Written problem >> Reproduce every item below word for word, keeping each line and number unchanged.

Information provided >>
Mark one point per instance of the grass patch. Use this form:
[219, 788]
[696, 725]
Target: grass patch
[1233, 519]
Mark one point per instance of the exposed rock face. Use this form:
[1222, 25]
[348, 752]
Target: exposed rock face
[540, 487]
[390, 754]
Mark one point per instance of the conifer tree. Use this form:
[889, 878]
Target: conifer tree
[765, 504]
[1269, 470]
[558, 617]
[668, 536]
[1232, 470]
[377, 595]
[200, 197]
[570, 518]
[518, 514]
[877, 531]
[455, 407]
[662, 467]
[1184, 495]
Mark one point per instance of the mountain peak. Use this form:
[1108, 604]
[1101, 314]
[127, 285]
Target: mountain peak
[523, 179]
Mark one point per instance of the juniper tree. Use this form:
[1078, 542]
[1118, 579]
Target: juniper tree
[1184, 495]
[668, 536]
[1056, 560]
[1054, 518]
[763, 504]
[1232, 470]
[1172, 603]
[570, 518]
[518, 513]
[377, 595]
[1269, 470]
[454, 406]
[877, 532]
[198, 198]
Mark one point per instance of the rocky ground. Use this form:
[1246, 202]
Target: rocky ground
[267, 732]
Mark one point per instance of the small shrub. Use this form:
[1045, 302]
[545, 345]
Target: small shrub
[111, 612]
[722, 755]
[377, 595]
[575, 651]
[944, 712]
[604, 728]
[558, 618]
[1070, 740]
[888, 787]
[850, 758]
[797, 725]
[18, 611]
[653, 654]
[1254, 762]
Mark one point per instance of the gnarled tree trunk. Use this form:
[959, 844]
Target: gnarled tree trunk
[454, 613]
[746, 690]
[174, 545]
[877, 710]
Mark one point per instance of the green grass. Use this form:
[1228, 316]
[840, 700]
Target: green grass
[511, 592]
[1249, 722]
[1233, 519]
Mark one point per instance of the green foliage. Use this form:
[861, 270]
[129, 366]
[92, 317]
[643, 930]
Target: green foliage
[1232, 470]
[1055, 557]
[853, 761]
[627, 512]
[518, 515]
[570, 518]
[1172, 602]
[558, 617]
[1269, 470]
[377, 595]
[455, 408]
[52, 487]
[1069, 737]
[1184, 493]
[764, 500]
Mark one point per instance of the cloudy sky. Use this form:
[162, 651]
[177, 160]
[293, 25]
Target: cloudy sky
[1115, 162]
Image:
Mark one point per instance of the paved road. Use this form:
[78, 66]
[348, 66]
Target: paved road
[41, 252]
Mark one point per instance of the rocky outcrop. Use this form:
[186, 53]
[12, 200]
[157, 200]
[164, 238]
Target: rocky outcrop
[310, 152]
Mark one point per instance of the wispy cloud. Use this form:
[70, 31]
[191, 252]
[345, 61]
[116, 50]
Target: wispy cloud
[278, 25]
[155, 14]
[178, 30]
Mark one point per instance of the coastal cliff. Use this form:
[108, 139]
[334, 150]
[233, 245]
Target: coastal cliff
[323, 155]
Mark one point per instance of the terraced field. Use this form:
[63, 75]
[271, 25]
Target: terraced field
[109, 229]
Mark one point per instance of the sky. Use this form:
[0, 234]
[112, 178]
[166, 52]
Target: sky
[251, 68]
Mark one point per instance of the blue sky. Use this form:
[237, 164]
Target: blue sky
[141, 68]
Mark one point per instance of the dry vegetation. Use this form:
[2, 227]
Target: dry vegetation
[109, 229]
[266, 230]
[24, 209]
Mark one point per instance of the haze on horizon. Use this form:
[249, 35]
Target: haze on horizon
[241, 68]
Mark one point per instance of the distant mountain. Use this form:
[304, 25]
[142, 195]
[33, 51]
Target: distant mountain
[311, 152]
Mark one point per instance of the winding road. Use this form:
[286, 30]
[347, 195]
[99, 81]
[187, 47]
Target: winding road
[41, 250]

Response >>
Mark one point per instance of the grass patch. Use this form:
[219, 788]
[696, 725]
Target: grass patch
[1233, 519]
Mark one point per instance of the exposed rock face. Use this form:
[1222, 25]
[348, 752]
Target: exposed rock face
[540, 487]
[390, 754]
Mark one point per instance of the conifer tree. Use this form:
[889, 878]
Target: conifer tree
[765, 504]
[1269, 470]
[558, 617]
[668, 536]
[1232, 470]
[377, 595]
[200, 197]
[570, 518]
[518, 514]
[877, 531]
[455, 407]
[662, 467]
[1184, 495]
Mark one point per instance of the mountain peak. Use this form:
[1108, 604]
[1101, 314]
[127, 285]
Target: mountain peak
[523, 179]
Mark one point per instance of the juniper tree. Use this form:
[1078, 542]
[1118, 579]
Target: juniper tree
[1184, 495]
[668, 536]
[1056, 560]
[1054, 518]
[763, 504]
[1232, 470]
[1172, 603]
[570, 518]
[518, 513]
[377, 595]
[1269, 470]
[454, 406]
[877, 532]
[198, 198]
Mark one point per instance of the rocky ground. Use this form:
[1246, 202]
Target: rocky ground
[267, 732]
Mark one point per instance of the small shrub. Use this form:
[1045, 302]
[545, 345]
Target: small shrub
[111, 612]
[722, 755]
[377, 595]
[575, 651]
[944, 712]
[604, 728]
[558, 618]
[1070, 740]
[888, 787]
[850, 758]
[797, 725]
[18, 611]
[653, 654]
[1254, 762]
Mark one point per instance of the gnarled tree trunk. Use this form:
[959, 844]
Target: gnarled tree trunk
[454, 613]
[746, 690]
[174, 545]
[877, 710]
Mark one point per instance of the green grass. Use this form:
[1228, 316]
[840, 700]
Target: green grass
[511, 592]
[1249, 722]
[1233, 519]
Mark one point per instance of the green foliage. Use this form:
[861, 270]
[129, 366]
[92, 317]
[643, 930]
Target: green foliage
[1232, 470]
[1055, 557]
[853, 761]
[627, 512]
[518, 515]
[570, 518]
[1172, 602]
[558, 617]
[1269, 470]
[377, 595]
[455, 408]
[52, 487]
[1069, 737]
[1184, 493]
[764, 500]
Mark one point per instance of the cloudy sky. Use this form:
[162, 651]
[177, 160]
[293, 25]
Target: cloudy sky
[1115, 162]
Image:
Mark one point per instance of the paved road. Use this form:
[78, 66]
[348, 66]
Target: paved road
[41, 252]
Mark one point per instance of the rocky outcrop. Use this form:
[186, 53]
[12, 200]
[157, 200]
[164, 238]
Target: rocky outcrop
[310, 152]
Mark one point per instance of the wispy cloud. Use this form:
[70, 31]
[191, 252]
[345, 61]
[116, 50]
Target: wispy cloud
[278, 25]
[155, 14]
[178, 30]
Mark one point per instance of the coastal cliff. Use this form:
[108, 139]
[334, 150]
[233, 245]
Target: coastal cliff
[323, 155]
Mark one point per instance of the terraced field. Use this form:
[63, 75]
[271, 25]
Target: terraced field
[109, 229]
Mark one point per instance of the sky. Use this form:
[0, 234]
[112, 178]
[166, 52]
Target: sky
[251, 68]
Mark one point per instance of the blue sky. Use this form:
[237, 164]
Target: blue sky
[141, 68]
Mark one point per instance of the dry vegetation. Use this form:
[2, 227]
Target: dry vegetation
[109, 229]
[266, 230]
[24, 209]
Mark one point per instance of the haze on horizon. Use this form:
[249, 35]
Target: haze on horizon
[241, 68]
Mark one point per instance of the distant mountain. Use this form:
[304, 25]
[142, 195]
[33, 51]
Target: distant mountain
[311, 152]
Mark one point per instance of the winding road. Use this form:
[286, 30]
[347, 195]
[99, 81]
[187, 47]
Target: winding road
[41, 250]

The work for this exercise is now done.